(Stored items)
- - - -

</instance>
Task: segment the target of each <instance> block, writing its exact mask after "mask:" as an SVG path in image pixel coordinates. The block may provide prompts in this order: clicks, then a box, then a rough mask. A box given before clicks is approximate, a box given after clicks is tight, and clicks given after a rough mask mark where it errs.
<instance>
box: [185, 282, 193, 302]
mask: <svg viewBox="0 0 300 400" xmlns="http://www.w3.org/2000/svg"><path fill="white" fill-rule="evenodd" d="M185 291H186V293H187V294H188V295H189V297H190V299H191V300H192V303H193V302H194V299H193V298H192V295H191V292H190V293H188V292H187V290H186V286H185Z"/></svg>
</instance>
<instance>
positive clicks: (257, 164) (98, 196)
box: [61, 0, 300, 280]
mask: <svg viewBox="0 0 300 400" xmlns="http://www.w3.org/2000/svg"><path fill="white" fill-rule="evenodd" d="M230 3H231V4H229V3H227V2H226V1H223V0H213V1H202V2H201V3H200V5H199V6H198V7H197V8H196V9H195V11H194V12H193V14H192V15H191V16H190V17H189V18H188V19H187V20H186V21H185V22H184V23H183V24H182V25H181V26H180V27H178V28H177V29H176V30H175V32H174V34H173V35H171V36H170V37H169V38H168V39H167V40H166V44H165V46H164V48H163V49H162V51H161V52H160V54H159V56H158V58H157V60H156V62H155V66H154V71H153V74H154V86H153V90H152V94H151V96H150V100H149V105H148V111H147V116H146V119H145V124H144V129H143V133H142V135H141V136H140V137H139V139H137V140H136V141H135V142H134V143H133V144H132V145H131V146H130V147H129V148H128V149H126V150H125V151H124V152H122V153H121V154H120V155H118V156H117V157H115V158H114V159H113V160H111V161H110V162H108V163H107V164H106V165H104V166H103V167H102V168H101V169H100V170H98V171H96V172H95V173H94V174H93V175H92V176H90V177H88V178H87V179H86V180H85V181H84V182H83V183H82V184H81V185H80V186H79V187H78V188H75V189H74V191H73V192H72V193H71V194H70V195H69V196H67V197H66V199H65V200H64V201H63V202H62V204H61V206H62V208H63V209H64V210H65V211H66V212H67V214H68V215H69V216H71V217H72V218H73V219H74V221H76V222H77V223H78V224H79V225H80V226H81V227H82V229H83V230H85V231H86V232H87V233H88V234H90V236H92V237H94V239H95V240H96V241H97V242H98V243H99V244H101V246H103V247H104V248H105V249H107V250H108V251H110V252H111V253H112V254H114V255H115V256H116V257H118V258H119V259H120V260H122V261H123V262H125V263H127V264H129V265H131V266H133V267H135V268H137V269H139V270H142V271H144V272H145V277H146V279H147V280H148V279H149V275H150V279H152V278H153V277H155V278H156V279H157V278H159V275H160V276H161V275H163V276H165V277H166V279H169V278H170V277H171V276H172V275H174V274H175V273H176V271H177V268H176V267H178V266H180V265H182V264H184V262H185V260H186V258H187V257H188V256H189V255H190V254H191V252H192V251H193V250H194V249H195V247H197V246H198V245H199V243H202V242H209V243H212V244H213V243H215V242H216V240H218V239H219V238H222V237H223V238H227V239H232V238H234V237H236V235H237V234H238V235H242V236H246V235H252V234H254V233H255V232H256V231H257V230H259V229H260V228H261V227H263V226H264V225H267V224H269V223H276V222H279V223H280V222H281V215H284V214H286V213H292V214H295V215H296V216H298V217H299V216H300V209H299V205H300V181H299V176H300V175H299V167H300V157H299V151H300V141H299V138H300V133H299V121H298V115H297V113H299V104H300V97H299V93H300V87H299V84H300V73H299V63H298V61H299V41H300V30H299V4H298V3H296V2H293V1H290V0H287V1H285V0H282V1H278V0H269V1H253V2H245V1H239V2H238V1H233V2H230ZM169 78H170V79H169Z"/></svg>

- - - -

# Requirement
Take the line above containing "Task: segment the", the line containing "positive clicks: (257, 164) (98, 196)", and all lines in between, and copy them exactly without anything else.

# Output below
Task: segment the target of each <instance> block, writing its exact mask after "mask:" as an SVG path in image pixel coordinates. The block may provide prompts in this order: clicks, then a box, then a rough mask. A box given before clicks is approximate, a box given after clicks is tight, and clicks given after a rough mask mark where it errs.
<instance>
box: [185, 282, 193, 302]
mask: <svg viewBox="0 0 300 400" xmlns="http://www.w3.org/2000/svg"><path fill="white" fill-rule="evenodd" d="M185 291H186V293H187V294H188V295H189V297H190V299H191V300H192V303H193V302H194V299H193V298H192V295H191V292H190V293H188V292H187V290H186V286H185Z"/></svg>
</instance>
<instance>
positive clicks: (257, 164) (98, 196)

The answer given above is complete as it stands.